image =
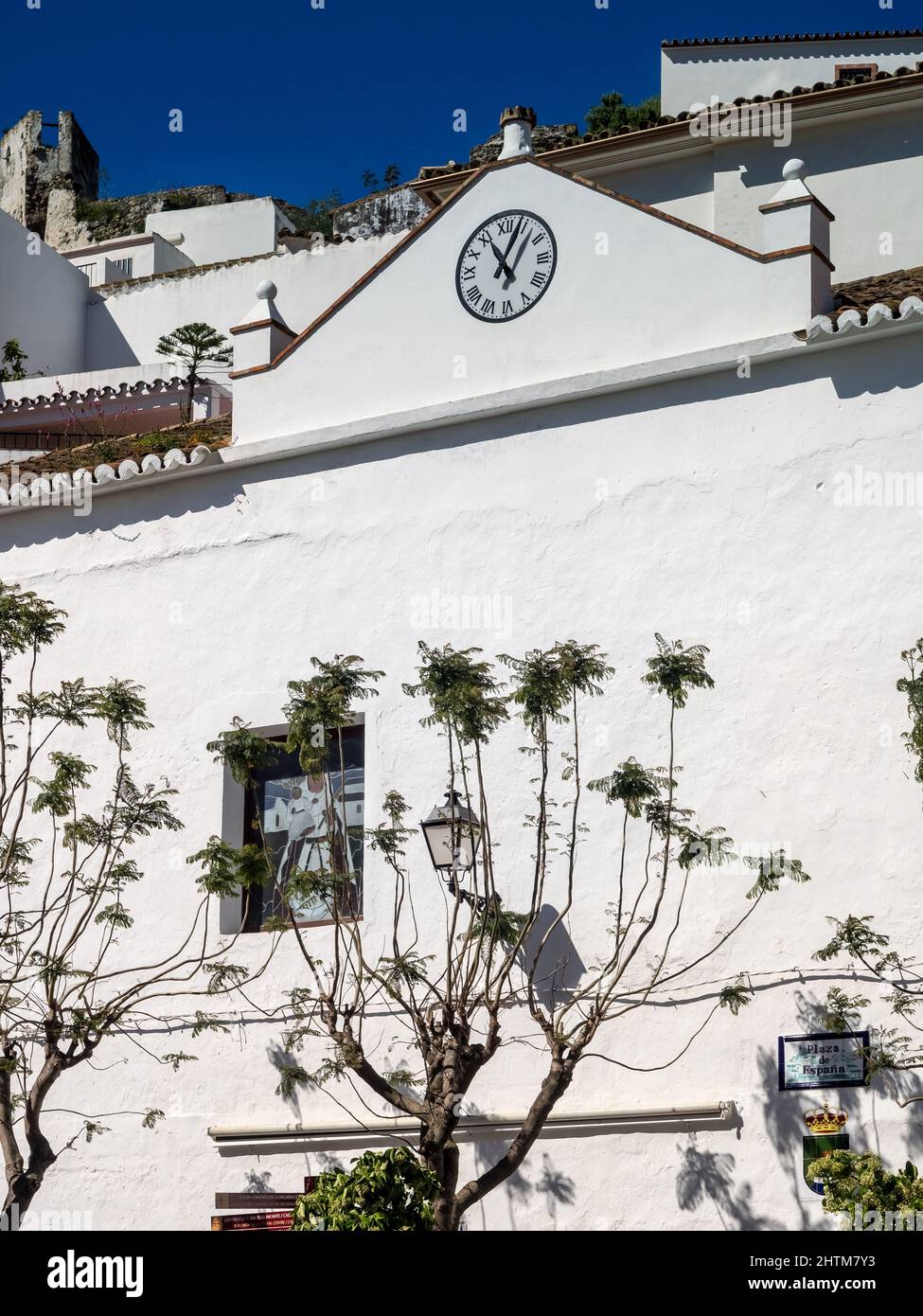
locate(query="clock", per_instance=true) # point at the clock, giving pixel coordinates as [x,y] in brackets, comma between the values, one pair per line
[506,266]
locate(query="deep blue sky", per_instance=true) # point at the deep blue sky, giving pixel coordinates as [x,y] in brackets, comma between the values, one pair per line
[293,101]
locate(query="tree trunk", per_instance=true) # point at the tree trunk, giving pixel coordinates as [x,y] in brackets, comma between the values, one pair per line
[440,1154]
[20,1193]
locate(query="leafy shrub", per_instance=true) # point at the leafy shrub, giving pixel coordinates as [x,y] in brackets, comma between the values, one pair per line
[383,1193]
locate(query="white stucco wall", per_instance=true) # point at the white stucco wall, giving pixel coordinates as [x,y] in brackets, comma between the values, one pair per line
[865,168]
[151,254]
[702,508]
[618,269]
[125,324]
[43,302]
[700,73]
[222,232]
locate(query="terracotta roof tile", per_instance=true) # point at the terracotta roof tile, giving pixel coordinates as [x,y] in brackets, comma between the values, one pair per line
[853,83]
[886,290]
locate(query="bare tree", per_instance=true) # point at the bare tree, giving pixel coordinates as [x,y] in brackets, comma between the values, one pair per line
[895,1048]
[64,870]
[454,992]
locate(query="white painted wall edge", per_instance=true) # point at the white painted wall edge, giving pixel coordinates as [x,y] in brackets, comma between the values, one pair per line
[594,384]
[240,1139]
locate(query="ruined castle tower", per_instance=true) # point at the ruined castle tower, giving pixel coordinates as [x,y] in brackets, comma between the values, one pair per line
[39,159]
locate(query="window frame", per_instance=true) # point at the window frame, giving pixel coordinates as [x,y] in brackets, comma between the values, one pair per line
[236,816]
[864,66]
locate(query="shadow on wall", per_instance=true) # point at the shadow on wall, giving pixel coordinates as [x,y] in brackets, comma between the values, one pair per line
[708,1177]
[888,364]
[282,1059]
[549,1191]
[559,966]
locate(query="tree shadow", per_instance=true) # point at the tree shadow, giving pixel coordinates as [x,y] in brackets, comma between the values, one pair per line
[559,968]
[708,1175]
[279,1058]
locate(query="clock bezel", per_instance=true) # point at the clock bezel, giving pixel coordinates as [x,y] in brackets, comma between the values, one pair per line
[501,215]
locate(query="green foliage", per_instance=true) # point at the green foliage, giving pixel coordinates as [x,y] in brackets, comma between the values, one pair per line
[383,1193]
[323,702]
[498,924]
[855,935]
[242,752]
[546,681]
[13,361]
[771,870]
[610,114]
[461,690]
[676,671]
[195,345]
[315,216]
[389,837]
[704,845]
[859,1178]
[632,786]
[842,1013]
[229,870]
[912,685]
[27,621]
[735,998]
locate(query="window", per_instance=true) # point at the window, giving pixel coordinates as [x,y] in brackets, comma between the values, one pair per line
[855,70]
[311,826]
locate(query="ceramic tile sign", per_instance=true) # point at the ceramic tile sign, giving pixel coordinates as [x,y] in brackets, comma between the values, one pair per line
[822,1059]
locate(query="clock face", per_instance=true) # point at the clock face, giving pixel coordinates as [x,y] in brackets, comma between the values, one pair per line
[506,266]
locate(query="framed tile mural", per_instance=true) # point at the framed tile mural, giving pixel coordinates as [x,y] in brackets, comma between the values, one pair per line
[311,824]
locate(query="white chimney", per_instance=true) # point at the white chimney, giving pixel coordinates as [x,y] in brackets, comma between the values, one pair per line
[516,122]
[262,334]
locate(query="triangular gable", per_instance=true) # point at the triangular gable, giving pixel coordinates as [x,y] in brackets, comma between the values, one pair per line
[630,283]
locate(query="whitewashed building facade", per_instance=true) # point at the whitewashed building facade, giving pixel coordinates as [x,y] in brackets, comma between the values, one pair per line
[674,431]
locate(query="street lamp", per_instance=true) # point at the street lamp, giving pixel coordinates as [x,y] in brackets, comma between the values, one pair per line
[453,834]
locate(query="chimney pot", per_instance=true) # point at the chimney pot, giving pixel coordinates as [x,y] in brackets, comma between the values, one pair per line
[516,122]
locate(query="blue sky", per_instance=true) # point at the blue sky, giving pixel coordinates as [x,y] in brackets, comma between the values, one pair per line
[293,100]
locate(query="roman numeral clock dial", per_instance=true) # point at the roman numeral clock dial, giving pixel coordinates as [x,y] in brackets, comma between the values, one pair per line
[506,266]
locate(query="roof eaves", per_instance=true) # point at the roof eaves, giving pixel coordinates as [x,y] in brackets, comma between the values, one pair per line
[674,124]
[778,39]
[64,489]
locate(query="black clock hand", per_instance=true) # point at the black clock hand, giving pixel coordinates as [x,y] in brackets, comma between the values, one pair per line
[502,265]
[511,276]
[512,239]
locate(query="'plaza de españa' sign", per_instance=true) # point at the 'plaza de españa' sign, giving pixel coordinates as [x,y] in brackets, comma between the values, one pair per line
[822,1059]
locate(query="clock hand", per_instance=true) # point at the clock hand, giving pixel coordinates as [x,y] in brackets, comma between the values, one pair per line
[504,263]
[511,276]
[512,239]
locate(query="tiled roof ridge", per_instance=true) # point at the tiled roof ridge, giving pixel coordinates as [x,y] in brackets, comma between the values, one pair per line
[872,300]
[105,391]
[848,319]
[844,83]
[895,34]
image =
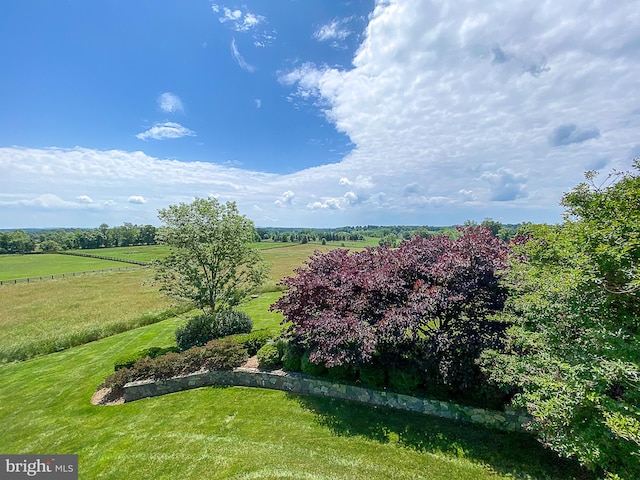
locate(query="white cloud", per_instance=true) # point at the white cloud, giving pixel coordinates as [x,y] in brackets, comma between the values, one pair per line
[238,20]
[161,131]
[287,198]
[335,31]
[240,59]
[138,199]
[335,203]
[471,99]
[170,103]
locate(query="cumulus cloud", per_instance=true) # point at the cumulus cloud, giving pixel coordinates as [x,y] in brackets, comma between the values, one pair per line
[137,199]
[506,185]
[334,31]
[287,198]
[162,131]
[570,133]
[238,20]
[334,203]
[170,103]
[242,63]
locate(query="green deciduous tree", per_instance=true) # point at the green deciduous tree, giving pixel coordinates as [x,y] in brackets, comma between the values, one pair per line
[211,262]
[574,344]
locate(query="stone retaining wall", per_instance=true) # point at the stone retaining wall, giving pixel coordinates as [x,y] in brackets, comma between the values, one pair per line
[306,385]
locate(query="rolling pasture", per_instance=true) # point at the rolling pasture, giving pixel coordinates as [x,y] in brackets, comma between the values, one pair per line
[230,432]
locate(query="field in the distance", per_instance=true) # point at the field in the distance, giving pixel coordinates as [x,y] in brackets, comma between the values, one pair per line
[14,267]
[48,316]
[231,432]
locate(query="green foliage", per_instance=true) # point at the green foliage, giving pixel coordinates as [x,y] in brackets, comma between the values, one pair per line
[127,361]
[574,339]
[196,332]
[216,355]
[292,358]
[269,357]
[404,380]
[372,375]
[202,328]
[230,322]
[252,341]
[211,263]
[310,368]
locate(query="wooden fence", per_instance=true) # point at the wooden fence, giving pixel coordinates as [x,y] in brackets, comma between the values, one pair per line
[63,275]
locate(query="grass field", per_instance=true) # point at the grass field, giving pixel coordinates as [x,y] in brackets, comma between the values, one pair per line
[282,257]
[50,316]
[239,433]
[232,432]
[14,267]
[44,317]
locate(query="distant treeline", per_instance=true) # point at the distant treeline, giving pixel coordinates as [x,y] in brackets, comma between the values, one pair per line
[104,236]
[387,234]
[55,240]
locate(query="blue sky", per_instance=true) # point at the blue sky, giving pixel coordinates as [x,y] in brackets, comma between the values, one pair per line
[312,113]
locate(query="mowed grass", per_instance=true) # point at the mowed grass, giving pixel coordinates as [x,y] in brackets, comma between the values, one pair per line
[212,433]
[145,253]
[13,267]
[49,316]
[239,433]
[44,317]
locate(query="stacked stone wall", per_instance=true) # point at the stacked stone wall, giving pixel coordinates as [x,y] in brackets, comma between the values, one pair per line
[306,385]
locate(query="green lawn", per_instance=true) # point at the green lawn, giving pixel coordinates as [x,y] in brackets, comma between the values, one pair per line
[144,253]
[239,433]
[44,317]
[14,267]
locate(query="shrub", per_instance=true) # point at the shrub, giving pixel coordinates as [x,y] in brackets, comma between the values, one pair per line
[403,380]
[223,354]
[372,375]
[311,368]
[203,328]
[252,341]
[152,352]
[230,322]
[215,355]
[291,358]
[196,332]
[269,357]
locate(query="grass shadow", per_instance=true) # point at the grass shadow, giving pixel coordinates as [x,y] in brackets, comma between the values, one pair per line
[516,454]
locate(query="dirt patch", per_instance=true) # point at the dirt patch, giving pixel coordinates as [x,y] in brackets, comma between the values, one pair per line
[252,362]
[104,397]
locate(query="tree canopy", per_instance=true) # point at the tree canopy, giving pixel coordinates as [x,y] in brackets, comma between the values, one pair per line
[211,262]
[574,345]
[425,304]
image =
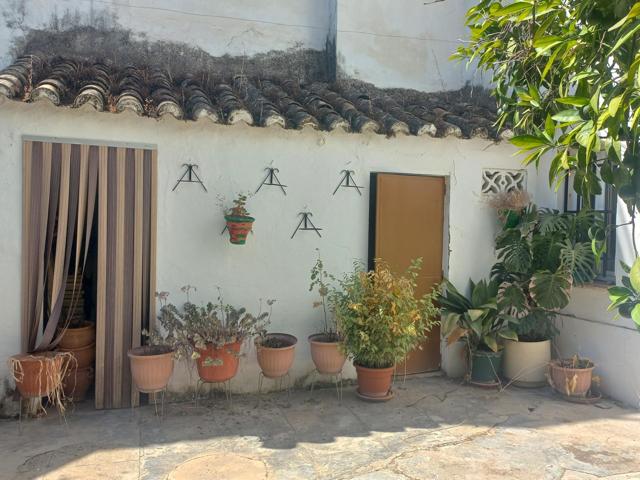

Exercise objective:
The expected output is exactly the lines from the one containing "green lawn, giving" through the last line of the listing, both included, with every picture left out.

The completed task:
locate(query="green lawn", per_instance=true) # point at the green lawn, giving pixel coordinates as [x,y] in brackets, comma between the values, one pair per line
[144,253]
[239,433]
[44,317]
[14,267]
locate(query="shrub", per_instance=true) # point at the shrub, giving pixel coordinates as [x,y] in brackets, comma between the values, one pair per line
[403,380]
[223,354]
[372,375]
[311,368]
[203,328]
[252,341]
[152,352]
[230,322]
[215,355]
[291,358]
[196,332]
[269,357]
locate(query="grass shadow", per_instance=true) # point at the grass shadow, giving pixel coordinates as [x,y] in brackets, comma between the values, one pair per line
[516,454]
locate(query="dirt patch", per_instance=true) # point at the dirt patch, giving pixel coordinates as [x,y] in brackets, comma between the values, one pair per line
[252,362]
[104,397]
locate(query="tree canopy", per_instance=true) # point at the tree canopy, giving pixel coordinates as [x,y] in brackets, comma between the values, one pair per line
[211,262]
[574,345]
[425,304]
image =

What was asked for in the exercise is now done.